--- start of Supplied entries ---
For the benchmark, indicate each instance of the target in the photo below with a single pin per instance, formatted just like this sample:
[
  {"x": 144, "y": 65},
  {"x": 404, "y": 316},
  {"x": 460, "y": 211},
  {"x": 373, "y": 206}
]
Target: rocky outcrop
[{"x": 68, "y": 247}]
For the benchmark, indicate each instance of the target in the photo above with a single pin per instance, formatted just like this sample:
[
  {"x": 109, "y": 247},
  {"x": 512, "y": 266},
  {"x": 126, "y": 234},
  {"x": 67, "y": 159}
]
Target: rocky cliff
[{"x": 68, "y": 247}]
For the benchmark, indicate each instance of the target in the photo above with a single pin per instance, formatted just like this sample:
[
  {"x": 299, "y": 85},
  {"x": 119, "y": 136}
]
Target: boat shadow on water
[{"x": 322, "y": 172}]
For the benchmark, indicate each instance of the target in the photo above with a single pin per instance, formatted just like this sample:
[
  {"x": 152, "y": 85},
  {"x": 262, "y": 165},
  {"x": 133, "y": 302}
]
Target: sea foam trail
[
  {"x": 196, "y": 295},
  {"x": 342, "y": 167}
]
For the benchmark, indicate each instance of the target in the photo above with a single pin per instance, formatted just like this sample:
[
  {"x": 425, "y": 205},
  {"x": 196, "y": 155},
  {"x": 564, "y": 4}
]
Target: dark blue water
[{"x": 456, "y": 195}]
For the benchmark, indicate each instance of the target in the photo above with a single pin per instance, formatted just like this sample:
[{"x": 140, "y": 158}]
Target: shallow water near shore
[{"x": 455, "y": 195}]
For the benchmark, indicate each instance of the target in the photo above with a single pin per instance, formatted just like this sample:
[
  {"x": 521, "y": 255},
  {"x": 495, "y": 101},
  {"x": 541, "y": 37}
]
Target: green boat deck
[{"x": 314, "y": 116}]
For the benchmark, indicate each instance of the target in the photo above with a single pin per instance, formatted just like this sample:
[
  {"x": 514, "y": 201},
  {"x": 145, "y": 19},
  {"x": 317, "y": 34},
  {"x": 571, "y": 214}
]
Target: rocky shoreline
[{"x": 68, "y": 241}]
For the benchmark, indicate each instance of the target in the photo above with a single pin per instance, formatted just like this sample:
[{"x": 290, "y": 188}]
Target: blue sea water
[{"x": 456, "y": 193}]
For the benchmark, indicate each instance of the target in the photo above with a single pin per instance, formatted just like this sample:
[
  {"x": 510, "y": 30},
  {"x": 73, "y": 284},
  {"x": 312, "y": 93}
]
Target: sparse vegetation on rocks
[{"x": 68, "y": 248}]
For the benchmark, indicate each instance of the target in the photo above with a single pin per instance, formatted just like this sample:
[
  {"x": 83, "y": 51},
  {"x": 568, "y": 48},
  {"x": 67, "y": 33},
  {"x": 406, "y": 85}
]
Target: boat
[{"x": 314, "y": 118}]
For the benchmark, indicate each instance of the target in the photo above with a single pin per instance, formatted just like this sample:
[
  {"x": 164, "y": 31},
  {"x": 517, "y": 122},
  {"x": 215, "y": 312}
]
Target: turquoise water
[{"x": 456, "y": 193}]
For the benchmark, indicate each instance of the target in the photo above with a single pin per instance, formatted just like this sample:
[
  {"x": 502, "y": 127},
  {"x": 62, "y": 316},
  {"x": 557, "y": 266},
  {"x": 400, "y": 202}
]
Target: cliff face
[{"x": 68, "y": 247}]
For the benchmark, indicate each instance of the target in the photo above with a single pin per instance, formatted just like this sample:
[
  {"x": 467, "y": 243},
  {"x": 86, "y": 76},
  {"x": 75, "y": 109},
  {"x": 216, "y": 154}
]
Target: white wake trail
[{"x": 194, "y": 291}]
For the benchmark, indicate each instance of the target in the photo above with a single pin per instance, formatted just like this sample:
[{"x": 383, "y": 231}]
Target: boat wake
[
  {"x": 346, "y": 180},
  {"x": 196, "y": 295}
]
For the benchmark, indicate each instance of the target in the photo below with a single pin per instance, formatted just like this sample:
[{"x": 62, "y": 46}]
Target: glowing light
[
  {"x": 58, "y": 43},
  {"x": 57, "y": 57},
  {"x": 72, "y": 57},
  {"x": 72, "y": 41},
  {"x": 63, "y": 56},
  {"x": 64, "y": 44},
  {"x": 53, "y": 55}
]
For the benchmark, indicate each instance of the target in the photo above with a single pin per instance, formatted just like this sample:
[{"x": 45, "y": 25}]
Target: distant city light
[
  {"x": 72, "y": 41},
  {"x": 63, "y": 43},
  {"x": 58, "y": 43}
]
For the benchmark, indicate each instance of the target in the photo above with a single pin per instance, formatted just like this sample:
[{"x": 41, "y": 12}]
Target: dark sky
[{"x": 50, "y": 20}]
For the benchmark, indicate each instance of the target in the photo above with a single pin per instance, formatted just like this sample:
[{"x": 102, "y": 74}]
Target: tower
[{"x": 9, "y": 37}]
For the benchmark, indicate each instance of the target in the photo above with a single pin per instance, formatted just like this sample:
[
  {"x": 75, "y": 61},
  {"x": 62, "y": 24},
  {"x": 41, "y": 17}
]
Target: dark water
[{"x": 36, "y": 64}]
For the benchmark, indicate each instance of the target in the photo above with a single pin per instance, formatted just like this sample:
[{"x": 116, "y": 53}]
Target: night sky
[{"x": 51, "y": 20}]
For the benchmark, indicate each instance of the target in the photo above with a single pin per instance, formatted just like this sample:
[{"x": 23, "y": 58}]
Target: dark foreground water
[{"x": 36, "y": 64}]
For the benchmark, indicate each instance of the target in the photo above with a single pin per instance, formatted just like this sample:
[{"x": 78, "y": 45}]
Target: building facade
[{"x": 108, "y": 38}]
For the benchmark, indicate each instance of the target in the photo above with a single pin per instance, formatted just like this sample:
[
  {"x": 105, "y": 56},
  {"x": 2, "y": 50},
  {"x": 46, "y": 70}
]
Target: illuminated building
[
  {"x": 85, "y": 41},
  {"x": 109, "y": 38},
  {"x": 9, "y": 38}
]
--- end of Supplied entries ---
__Task directions__
Faithfully copy every entry, leaving nothing out.

__Response__
For the benchmark, indicate each instance of the target in the photo below with a single pin per instance, formatted just like this sample:
[
  {"x": 144, "y": 65},
  {"x": 404, "y": 316},
  {"x": 460, "y": 211},
  {"x": 373, "y": 206}
]
Target: rocky outcrop
[{"x": 68, "y": 247}]
For the benchmark, indicate each instance of the target in the photo above with a single pin per instance, formatted just like this sample:
[
  {"x": 109, "y": 247},
  {"x": 512, "y": 266},
  {"x": 126, "y": 234},
  {"x": 67, "y": 159}
]
Target: rocky cliff
[{"x": 68, "y": 247}]
For the benchmark, indicate each instance of the target in the photo above with a single pin per instance, formatted just like this sample:
[
  {"x": 299, "y": 85},
  {"x": 119, "y": 136}
]
Target: boat shadow on water
[{"x": 322, "y": 172}]
For the benchmark, indicate each instance of the target in the photo above with a single pin per instance, formatted just like this sample:
[
  {"x": 152, "y": 85},
  {"x": 262, "y": 165},
  {"x": 133, "y": 302}
]
Target: sea foam trail
[
  {"x": 196, "y": 295},
  {"x": 342, "y": 167}
]
For the benchmark, indicate each instance of the target in the photo above with a single pin per instance, formatted just like this sample:
[
  {"x": 425, "y": 205},
  {"x": 196, "y": 155},
  {"x": 564, "y": 4}
]
Target: dark blue water
[{"x": 456, "y": 195}]
For the benchmark, indicate each instance of the target in the photo above with a single pin per instance, formatted just like this sample:
[{"x": 140, "y": 158}]
Target: shallow water near shore
[{"x": 455, "y": 195}]
For the benchmark, indicate each instance of the target in the photo above with a single pin per instance, formatted just like this sample:
[
  {"x": 521, "y": 255},
  {"x": 495, "y": 101},
  {"x": 541, "y": 37}
]
Target: green boat deck
[{"x": 314, "y": 116}]
For the benchmark, indicate each instance of the target in the photo above with a single pin per instance, formatted just like this sample:
[
  {"x": 514, "y": 201},
  {"x": 145, "y": 19},
  {"x": 317, "y": 34},
  {"x": 571, "y": 214}
]
Target: rocky shoreline
[{"x": 68, "y": 241}]
For the benchmark, indicate each instance of the target in the photo above with a single pin per instance, formatted just like this sample:
[{"x": 290, "y": 188}]
Target: blue sea water
[{"x": 456, "y": 193}]
For the benchmark, indicate each instance of the target in the photo above with a single pin per instance, formatted just like this sample:
[
  {"x": 510, "y": 30},
  {"x": 73, "y": 284},
  {"x": 312, "y": 93}
]
Target: sparse vegetation on rocks
[{"x": 68, "y": 248}]
For the benchmark, indicate each instance of the target in the photo above with a single pin per instance, formatted just like this sample:
[
  {"x": 83, "y": 51},
  {"x": 568, "y": 48},
  {"x": 67, "y": 33},
  {"x": 406, "y": 85}
]
Target: boat
[{"x": 314, "y": 118}]
For the benchmark, indicate each instance of the target in the photo above with a single pin per instance, formatted just like this sample:
[
  {"x": 164, "y": 31},
  {"x": 517, "y": 122},
  {"x": 215, "y": 312}
]
Target: turquoise water
[{"x": 456, "y": 193}]
For the benchmark, indicate each instance of the target in the photo above with a single pin per instance, formatted just like this sample:
[
  {"x": 502, "y": 127},
  {"x": 62, "y": 316},
  {"x": 557, "y": 266},
  {"x": 400, "y": 202}
]
Target: cliff face
[{"x": 68, "y": 247}]
For the benchmark, indicate each instance of the target in the photo above with a single pin per instance, formatted just like this sample:
[
  {"x": 467, "y": 243},
  {"x": 86, "y": 76},
  {"x": 75, "y": 109},
  {"x": 216, "y": 154}
]
Target: white wake trail
[{"x": 194, "y": 291}]
For the benchmark, indicate each instance of the target in the photo above with a single pin per instance, formatted just like this sample:
[{"x": 383, "y": 231}]
Target: boat wake
[
  {"x": 346, "y": 180},
  {"x": 196, "y": 295}
]
For the benchmark, indicate each instance of the target in the photo below with a single pin per instance, formatted just like this sample:
[{"x": 62, "y": 46}]
Target: glowing light
[
  {"x": 58, "y": 43},
  {"x": 57, "y": 57},
  {"x": 72, "y": 57},
  {"x": 72, "y": 41},
  {"x": 63, "y": 56},
  {"x": 64, "y": 44},
  {"x": 53, "y": 55}
]
For the benchmark, indicate each instance of the target in the photo above with a single pin per instance, formatted just like this sample:
[{"x": 45, "y": 25}]
Target: distant city light
[
  {"x": 72, "y": 41},
  {"x": 63, "y": 43},
  {"x": 58, "y": 43}
]
For the benchmark, indicate each instance of the target in the photo above with a single pin per instance, formatted just like this sample:
[{"x": 41, "y": 12}]
Target: dark sky
[{"x": 50, "y": 20}]
For the benchmark, indicate each instance of the target in the photo above with a single pin per instance, formatted just like this sample:
[{"x": 102, "y": 74}]
Target: tower
[{"x": 9, "y": 37}]
For the benchmark, indicate each instance of the target in the photo above with a single pin per instance, formatted just like this sample:
[
  {"x": 75, "y": 61},
  {"x": 62, "y": 24},
  {"x": 41, "y": 17}
]
Target: dark water
[{"x": 36, "y": 64}]
For the benchmark, indicate each instance of the target in the photo above with a single pin per instance, formatted just like this sample:
[{"x": 116, "y": 53}]
Target: night sky
[{"x": 51, "y": 20}]
For the benchmark, indicate each instance of the target in the photo above with a single pin per instance, formatted just like this sample:
[{"x": 23, "y": 58}]
Target: dark foreground water
[{"x": 36, "y": 64}]
For the benchmark, indicate each instance of the target in the photo above with a single pin per instance, formatted just like this sample:
[{"x": 78, "y": 45}]
Target: building facade
[{"x": 108, "y": 38}]
For the benchmark, indicate each instance of the target in the photo above with a single pin per instance, formatted just like this sample:
[
  {"x": 105, "y": 56},
  {"x": 2, "y": 50},
  {"x": 46, "y": 70}
]
Target: illuminated building
[
  {"x": 85, "y": 41},
  {"x": 109, "y": 38},
  {"x": 9, "y": 38}
]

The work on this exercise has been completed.